══ Entries provided

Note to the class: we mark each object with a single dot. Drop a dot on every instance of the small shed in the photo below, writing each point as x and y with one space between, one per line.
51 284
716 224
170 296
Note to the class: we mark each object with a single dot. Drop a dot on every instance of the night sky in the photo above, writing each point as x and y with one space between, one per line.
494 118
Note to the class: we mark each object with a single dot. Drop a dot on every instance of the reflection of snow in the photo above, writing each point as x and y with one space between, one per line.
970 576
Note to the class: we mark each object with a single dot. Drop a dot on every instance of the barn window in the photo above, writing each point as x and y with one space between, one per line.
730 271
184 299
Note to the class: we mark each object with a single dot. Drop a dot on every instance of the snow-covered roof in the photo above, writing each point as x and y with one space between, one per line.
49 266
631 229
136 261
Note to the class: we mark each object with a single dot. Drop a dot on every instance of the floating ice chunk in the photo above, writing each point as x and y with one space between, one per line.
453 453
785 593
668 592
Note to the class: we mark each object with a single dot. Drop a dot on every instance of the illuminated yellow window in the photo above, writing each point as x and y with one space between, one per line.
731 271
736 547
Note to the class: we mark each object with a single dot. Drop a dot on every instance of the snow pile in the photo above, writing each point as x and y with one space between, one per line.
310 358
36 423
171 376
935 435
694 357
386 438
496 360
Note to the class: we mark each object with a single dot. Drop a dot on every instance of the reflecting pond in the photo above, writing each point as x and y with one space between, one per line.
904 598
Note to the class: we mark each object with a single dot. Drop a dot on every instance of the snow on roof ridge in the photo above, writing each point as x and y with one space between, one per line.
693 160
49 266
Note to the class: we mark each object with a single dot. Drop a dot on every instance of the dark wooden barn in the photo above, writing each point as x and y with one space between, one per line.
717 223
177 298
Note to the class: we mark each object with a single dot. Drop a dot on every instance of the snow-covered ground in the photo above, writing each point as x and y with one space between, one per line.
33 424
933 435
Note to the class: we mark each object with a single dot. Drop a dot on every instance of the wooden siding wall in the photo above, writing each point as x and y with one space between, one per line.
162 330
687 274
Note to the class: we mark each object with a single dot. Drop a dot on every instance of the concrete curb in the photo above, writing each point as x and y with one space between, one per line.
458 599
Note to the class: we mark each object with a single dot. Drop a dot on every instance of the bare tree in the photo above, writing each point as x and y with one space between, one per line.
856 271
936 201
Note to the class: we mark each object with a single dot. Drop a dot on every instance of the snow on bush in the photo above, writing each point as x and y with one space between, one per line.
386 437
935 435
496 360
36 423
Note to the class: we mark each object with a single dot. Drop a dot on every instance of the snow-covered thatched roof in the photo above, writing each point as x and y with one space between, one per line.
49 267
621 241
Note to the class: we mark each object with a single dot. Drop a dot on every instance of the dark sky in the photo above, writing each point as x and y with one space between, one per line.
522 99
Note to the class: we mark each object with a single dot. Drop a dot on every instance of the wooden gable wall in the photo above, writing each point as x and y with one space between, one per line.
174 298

════

-- Aim --
Please write out everything from the line containing "the dark sky" down to the end of the material, keeping all other wording unchanged. Scale each point coordinate by 0.7 and round to whole numbers, with halves rounded up.

-- Response to the exercise --
Note to the class: we mark each object with a single dot. Drop a dot on every instance of the dark sky in the photo above, writing each point as x and y with one space between, one per line.
365 69
Note to the class: we mark each object with a single dot. Drop a dot on every instance of the wooden gable wall in the photo above, writing each point as x and y with one space between, one per line.
122 209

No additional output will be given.